_EXERCISE BRIEF_
Check each line of the data, and copy those where "clicks" appears.

++++++++++

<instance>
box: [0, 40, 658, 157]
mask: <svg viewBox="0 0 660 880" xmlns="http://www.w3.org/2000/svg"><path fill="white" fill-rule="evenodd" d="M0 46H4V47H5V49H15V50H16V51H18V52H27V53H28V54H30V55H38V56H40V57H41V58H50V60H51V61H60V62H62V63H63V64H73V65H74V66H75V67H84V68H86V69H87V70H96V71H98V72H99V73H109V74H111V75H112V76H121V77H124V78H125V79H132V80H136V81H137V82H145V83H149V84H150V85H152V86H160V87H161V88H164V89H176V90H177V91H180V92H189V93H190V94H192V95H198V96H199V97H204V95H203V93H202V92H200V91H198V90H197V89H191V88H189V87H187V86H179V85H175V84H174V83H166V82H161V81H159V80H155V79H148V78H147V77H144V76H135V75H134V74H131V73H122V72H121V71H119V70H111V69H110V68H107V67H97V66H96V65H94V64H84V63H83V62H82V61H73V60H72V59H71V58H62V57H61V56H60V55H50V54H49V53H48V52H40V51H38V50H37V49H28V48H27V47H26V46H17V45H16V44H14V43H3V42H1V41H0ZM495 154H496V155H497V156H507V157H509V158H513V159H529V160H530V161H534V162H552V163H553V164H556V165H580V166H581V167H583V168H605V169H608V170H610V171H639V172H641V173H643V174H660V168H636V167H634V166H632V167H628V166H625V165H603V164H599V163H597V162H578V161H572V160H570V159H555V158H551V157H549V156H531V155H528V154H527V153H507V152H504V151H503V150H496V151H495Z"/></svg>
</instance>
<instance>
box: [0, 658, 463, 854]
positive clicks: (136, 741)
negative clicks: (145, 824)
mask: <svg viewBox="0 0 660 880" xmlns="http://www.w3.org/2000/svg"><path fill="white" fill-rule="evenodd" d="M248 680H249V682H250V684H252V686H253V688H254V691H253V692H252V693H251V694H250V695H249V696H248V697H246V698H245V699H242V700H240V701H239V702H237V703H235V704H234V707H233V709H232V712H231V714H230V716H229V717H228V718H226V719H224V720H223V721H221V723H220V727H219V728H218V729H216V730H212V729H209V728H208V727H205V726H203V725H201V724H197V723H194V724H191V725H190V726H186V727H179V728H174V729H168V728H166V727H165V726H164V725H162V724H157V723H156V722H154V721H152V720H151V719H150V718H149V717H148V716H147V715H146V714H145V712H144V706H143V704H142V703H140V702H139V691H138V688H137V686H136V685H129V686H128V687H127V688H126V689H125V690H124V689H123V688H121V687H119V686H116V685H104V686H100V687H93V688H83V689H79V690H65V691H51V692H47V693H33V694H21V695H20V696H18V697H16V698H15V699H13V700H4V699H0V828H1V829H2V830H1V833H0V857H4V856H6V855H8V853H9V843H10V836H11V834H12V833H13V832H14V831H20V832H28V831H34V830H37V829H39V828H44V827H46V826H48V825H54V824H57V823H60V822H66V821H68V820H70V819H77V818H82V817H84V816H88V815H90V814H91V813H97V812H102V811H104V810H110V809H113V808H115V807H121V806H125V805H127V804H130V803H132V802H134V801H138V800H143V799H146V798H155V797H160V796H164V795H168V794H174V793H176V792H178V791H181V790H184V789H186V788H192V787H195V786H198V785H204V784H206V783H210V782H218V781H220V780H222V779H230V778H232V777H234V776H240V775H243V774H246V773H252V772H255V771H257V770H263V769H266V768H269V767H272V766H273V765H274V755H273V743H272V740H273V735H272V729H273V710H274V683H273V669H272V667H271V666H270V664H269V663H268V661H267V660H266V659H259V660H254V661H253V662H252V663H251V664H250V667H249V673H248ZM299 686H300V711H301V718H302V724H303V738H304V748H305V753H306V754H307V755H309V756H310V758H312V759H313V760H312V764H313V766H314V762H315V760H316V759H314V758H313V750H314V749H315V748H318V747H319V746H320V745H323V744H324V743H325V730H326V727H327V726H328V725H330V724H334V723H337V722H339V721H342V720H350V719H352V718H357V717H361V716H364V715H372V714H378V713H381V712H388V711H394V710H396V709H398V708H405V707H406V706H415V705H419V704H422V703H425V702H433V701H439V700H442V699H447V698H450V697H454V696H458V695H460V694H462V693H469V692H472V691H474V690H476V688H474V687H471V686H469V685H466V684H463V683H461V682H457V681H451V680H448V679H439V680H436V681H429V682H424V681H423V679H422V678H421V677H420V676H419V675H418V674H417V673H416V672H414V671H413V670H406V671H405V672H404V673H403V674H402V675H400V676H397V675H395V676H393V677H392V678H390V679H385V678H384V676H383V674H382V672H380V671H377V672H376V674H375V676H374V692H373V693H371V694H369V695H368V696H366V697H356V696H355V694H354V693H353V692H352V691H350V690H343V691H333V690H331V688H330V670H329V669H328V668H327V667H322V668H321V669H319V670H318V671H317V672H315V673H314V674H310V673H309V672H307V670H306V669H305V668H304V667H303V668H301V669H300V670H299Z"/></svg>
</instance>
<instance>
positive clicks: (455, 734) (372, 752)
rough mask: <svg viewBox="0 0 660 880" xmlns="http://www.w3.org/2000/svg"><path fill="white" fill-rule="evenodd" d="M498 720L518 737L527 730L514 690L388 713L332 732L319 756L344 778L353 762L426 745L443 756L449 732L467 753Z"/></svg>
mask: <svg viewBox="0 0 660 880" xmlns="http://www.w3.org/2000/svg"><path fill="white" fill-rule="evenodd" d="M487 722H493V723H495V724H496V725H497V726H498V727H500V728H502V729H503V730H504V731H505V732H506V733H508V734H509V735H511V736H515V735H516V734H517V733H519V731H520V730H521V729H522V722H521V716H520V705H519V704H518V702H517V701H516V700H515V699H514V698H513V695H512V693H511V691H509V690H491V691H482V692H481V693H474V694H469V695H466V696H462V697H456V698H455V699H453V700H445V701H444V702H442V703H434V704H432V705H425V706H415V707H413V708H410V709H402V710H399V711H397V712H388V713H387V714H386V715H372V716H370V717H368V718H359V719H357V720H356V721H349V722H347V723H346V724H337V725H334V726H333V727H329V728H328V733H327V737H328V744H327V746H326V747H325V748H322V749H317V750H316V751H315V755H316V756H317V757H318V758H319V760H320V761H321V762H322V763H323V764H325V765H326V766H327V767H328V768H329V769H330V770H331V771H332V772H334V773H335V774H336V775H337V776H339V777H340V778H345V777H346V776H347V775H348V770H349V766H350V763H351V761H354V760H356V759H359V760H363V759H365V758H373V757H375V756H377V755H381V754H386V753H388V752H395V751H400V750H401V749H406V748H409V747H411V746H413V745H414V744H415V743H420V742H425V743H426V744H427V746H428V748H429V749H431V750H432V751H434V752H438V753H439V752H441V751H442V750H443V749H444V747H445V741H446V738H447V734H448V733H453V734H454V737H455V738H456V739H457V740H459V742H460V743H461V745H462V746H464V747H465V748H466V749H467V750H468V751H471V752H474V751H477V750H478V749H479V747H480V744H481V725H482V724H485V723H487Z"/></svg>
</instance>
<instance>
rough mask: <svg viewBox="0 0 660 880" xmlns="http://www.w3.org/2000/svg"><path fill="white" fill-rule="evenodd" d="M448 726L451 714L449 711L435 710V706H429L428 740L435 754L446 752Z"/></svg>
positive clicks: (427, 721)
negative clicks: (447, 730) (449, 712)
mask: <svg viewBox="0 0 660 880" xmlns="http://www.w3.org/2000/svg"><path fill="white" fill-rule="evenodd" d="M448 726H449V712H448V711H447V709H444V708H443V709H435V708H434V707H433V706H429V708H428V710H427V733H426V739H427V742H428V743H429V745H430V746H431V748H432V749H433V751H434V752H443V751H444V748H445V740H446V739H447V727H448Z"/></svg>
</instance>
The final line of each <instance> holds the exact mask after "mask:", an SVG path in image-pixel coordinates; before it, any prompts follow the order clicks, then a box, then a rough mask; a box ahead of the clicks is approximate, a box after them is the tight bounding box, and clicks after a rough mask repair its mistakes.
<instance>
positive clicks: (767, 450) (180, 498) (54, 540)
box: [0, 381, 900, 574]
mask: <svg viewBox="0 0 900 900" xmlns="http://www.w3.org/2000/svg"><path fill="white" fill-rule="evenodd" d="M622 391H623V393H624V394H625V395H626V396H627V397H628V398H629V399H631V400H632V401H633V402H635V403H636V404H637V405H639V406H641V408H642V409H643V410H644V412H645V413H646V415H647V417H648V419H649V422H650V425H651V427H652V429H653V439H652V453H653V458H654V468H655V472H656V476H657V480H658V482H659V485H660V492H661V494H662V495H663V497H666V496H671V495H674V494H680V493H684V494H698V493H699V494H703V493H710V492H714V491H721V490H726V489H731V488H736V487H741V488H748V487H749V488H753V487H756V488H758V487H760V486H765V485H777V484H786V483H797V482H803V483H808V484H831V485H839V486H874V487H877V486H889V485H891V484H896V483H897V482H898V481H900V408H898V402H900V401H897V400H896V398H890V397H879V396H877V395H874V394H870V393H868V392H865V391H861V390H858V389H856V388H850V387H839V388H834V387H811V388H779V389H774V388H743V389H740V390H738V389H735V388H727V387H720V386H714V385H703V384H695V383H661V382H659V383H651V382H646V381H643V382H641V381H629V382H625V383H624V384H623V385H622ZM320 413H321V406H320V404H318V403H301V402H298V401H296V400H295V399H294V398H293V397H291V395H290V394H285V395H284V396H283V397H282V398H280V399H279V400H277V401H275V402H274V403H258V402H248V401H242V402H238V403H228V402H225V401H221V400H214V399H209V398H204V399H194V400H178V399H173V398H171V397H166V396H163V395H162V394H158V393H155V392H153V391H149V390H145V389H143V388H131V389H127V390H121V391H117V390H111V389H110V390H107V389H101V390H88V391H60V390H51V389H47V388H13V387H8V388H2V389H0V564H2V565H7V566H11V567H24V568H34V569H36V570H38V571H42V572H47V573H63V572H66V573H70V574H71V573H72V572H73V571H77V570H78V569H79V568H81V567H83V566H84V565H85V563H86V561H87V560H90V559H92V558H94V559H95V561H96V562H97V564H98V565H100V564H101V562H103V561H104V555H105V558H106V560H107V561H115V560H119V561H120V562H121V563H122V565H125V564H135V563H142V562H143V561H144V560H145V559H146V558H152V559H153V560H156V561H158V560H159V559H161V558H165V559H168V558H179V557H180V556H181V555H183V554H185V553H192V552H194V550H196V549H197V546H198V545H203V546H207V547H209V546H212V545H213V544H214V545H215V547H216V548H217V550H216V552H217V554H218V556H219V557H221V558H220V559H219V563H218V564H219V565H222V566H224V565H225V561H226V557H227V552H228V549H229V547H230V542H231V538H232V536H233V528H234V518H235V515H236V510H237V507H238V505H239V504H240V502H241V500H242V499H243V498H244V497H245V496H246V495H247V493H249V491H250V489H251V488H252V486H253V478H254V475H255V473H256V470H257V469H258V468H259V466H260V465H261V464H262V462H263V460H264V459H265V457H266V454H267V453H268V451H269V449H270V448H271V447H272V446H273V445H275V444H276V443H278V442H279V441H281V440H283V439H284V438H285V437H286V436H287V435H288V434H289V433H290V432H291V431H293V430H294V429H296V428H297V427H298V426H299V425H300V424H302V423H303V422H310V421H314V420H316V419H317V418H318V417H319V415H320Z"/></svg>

++++++++++

_SOLUTION TO THE EXERCISE_
positive clicks: (136, 741)
negative clicks: (145, 824)
positive clicks: (455, 734) (372, 752)
positive clicks: (427, 721)
negative clicks: (447, 730) (449, 712)
The final line of each <instance> holds the exact mask after "mask:", an SVG path in image-pixel coordinates; before it, any prompts follow the order clicks, then a box, then a rough mask; a box ahead of the clicks is approximate, a box after them is the tight bounding box, and clicks after a rough mask repair its mistakes.
positive clicks: (767, 450) (180, 498) (54, 540)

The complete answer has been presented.